- GIVEN INSTRUCTION -
Quote word for word the lines of the listing below, starting at the line that contains "of the vegetation" and ending at the line that contains "x=495, y=531", with both of those lines included.

- MATERIAL FOR THIS EXERCISE -

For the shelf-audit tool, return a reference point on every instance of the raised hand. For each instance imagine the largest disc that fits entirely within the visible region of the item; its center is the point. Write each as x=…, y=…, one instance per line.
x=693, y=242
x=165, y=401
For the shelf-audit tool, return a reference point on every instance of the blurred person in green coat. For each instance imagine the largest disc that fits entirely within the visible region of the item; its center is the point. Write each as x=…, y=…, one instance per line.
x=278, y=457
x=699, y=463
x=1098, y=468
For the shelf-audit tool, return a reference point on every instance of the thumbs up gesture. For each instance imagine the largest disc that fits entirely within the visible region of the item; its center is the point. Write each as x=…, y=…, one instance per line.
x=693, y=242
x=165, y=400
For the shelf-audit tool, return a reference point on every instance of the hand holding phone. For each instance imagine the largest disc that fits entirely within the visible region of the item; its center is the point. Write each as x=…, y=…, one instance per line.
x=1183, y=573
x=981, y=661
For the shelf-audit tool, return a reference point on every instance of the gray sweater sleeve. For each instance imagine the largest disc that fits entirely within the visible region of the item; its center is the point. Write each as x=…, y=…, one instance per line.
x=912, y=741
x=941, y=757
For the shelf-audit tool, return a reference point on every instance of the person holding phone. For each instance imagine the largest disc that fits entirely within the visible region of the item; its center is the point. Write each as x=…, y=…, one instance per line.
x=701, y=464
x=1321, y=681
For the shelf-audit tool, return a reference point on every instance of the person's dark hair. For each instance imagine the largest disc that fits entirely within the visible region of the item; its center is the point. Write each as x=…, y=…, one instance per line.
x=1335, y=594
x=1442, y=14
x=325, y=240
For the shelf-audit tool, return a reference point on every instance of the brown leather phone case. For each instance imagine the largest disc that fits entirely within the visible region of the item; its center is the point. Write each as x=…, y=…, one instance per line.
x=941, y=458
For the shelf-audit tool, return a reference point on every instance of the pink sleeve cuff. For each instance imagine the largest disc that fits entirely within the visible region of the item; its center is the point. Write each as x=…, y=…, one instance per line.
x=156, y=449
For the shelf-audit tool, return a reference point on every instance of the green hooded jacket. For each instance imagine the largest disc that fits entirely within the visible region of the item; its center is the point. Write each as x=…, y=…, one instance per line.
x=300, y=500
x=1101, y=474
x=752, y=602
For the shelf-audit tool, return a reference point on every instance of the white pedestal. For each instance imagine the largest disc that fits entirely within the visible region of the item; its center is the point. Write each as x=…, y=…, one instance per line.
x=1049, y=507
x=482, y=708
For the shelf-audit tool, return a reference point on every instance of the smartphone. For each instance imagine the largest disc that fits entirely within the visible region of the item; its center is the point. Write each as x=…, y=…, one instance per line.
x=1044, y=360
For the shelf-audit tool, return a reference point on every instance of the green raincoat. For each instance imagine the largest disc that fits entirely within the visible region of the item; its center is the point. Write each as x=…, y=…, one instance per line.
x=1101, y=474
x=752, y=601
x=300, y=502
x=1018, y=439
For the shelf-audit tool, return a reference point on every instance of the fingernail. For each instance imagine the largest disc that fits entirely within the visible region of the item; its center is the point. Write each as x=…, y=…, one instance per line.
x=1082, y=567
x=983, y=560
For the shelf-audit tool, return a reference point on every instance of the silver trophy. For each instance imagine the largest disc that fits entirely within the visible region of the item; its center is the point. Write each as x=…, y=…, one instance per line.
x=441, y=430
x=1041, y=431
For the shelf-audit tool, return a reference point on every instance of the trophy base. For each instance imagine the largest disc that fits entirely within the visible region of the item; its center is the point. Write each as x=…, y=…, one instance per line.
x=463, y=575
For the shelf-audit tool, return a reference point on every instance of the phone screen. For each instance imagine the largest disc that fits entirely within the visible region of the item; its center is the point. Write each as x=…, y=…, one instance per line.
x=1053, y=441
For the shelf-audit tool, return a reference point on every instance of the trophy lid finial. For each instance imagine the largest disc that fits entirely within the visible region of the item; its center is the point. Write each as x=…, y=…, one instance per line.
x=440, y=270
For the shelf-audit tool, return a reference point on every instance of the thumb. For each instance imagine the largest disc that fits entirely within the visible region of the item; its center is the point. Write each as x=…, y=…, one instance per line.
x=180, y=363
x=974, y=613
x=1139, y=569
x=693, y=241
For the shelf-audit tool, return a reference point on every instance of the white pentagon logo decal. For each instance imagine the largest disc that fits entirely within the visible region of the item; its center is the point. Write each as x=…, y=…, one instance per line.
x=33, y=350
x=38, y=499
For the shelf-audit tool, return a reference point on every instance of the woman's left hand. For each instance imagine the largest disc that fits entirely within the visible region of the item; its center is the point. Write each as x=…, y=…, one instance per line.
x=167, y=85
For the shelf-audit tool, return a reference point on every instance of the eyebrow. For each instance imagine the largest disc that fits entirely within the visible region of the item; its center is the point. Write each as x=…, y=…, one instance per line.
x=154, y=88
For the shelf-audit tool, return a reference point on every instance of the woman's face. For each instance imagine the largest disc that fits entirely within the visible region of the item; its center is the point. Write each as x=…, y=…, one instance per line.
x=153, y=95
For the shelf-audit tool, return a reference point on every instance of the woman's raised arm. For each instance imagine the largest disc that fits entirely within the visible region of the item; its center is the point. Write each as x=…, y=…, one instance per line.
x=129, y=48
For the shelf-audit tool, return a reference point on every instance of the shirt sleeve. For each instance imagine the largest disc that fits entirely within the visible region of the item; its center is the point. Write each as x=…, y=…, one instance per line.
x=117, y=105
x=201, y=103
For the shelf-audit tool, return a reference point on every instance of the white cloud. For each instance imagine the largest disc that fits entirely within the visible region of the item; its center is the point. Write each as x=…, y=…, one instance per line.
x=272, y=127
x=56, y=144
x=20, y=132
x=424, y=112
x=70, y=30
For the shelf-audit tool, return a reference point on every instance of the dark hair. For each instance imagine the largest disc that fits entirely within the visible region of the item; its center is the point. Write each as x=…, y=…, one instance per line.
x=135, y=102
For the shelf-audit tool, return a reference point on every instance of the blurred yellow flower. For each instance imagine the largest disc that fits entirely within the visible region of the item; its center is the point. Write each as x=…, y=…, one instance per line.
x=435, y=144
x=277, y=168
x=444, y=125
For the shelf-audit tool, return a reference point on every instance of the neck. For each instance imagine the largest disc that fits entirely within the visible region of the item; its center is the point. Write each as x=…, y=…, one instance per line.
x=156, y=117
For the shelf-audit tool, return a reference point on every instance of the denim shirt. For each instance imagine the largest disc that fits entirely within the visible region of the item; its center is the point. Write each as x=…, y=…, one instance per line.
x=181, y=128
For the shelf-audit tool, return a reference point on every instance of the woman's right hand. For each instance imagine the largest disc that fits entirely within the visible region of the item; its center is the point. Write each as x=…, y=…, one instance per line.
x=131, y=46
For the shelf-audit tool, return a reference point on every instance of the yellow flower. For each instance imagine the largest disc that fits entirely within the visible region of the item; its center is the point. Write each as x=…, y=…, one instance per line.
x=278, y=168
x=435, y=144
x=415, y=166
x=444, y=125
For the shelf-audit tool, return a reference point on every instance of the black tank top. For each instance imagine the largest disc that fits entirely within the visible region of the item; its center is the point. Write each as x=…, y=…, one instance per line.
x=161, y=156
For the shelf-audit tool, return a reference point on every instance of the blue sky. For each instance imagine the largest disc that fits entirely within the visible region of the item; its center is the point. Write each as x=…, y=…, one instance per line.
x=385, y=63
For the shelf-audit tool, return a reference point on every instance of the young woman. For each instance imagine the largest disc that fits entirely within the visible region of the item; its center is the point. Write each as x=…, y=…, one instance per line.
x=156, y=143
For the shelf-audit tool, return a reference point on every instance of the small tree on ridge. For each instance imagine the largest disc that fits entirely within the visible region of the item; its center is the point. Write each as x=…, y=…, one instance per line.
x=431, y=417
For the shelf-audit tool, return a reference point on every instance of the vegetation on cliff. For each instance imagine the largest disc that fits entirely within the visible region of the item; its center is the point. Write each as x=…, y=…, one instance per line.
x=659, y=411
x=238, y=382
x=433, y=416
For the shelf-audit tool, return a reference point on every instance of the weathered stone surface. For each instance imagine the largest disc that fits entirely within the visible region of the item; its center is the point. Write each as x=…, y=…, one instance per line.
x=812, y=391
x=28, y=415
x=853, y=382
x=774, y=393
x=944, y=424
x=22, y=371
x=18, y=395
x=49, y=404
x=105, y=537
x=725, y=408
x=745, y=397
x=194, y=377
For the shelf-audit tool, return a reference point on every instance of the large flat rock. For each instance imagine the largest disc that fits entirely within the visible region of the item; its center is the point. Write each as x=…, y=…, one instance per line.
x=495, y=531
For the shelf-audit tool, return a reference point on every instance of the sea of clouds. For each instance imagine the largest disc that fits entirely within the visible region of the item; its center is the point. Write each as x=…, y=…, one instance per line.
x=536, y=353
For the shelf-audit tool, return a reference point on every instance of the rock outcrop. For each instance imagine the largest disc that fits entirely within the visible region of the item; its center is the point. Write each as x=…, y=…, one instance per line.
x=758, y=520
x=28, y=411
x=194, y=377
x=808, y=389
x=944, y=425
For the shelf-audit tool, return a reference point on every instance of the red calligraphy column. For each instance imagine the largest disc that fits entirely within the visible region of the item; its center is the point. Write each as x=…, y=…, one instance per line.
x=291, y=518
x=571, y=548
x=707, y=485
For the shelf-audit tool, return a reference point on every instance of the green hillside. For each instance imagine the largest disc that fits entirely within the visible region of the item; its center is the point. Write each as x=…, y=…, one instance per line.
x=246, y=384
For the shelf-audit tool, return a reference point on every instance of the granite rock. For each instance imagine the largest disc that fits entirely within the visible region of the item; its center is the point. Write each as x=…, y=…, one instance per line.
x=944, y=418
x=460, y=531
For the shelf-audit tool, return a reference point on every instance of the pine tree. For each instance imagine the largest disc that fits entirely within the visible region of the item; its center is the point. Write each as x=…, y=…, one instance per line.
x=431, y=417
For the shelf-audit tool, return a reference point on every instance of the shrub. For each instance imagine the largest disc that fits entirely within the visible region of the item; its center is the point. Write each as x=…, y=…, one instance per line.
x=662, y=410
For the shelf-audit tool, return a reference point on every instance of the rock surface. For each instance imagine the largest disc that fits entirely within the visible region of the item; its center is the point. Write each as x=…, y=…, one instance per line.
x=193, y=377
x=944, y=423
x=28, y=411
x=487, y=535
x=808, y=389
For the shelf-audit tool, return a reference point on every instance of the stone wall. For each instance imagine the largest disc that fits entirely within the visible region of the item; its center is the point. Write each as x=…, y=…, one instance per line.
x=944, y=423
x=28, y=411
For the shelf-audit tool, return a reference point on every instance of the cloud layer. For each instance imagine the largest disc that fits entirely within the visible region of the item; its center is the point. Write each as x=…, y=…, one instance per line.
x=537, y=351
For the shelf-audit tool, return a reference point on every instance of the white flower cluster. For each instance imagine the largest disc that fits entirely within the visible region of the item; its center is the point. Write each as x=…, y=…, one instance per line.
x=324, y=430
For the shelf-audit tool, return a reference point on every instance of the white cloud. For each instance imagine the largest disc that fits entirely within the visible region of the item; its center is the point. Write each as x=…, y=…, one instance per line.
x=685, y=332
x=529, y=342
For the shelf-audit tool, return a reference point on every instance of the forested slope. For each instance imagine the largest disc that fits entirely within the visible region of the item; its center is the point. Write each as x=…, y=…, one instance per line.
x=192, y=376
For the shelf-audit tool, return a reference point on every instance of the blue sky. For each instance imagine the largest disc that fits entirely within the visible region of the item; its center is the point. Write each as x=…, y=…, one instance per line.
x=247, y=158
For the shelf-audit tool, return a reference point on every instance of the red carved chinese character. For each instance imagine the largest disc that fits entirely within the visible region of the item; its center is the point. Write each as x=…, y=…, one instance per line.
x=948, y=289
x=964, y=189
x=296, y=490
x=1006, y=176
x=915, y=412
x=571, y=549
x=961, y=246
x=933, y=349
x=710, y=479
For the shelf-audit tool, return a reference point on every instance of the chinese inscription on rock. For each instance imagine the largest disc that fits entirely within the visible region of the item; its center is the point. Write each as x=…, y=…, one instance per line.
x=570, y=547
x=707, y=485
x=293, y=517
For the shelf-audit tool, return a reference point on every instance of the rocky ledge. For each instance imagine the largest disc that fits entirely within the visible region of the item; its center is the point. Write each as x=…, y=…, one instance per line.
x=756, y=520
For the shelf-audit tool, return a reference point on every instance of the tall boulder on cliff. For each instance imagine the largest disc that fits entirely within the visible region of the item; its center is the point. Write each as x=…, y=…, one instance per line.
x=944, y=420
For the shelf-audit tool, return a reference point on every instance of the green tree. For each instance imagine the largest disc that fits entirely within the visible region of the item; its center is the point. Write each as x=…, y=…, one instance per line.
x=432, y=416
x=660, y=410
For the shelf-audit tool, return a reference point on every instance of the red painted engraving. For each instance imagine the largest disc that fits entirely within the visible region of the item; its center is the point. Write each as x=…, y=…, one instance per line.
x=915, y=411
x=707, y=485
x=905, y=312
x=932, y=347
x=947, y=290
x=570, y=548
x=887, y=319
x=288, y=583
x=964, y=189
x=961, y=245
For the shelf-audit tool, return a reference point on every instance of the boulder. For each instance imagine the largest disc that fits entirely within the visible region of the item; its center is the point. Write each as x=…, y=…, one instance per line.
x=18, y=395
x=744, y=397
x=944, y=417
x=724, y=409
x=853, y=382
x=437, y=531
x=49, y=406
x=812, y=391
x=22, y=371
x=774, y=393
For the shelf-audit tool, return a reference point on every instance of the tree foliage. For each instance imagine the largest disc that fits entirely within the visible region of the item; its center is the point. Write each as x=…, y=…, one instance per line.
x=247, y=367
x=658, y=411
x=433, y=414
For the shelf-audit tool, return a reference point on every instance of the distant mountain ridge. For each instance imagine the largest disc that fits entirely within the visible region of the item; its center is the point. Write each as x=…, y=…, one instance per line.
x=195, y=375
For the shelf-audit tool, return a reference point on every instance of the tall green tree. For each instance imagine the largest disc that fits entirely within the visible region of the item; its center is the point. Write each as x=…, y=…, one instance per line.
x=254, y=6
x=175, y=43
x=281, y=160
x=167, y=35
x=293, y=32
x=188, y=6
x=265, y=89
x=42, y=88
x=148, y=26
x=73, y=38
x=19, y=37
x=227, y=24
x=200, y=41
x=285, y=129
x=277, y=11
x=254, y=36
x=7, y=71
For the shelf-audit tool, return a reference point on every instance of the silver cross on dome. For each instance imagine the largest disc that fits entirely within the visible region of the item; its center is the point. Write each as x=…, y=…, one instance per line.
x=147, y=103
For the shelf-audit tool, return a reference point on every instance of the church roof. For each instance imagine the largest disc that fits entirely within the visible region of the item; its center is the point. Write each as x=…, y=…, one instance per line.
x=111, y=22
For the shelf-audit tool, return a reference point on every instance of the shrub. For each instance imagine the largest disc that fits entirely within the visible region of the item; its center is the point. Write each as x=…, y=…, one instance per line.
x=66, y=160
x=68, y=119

- THE SOLUTION -
For the shelf-audit tool, return a reference point on every instance of the vegetation on cliff. For each instance imagine the largest disc that fits entirely within the visible region of the item; its center is the point. Write each as x=…, y=…, one instance per line.
x=659, y=411
x=238, y=382
x=433, y=416
For the shelf-audit tool, return a reference point on every instance of the weathered stone surface. For each instance imagine the largest disc that fits entirely within the visible region of the item; its center is the point. Write each as x=…, y=…, one instance per line.
x=812, y=391
x=28, y=415
x=853, y=382
x=774, y=393
x=944, y=424
x=22, y=371
x=18, y=395
x=49, y=404
x=105, y=537
x=725, y=408
x=745, y=397
x=194, y=377
For the shelf-audit tool, return a reference point on every instance of the large flat rock. For each instance imagine the largest disc that fits entirely within the visible region of the item; its center is the point. Write each as x=…, y=…, one instance per line.
x=495, y=531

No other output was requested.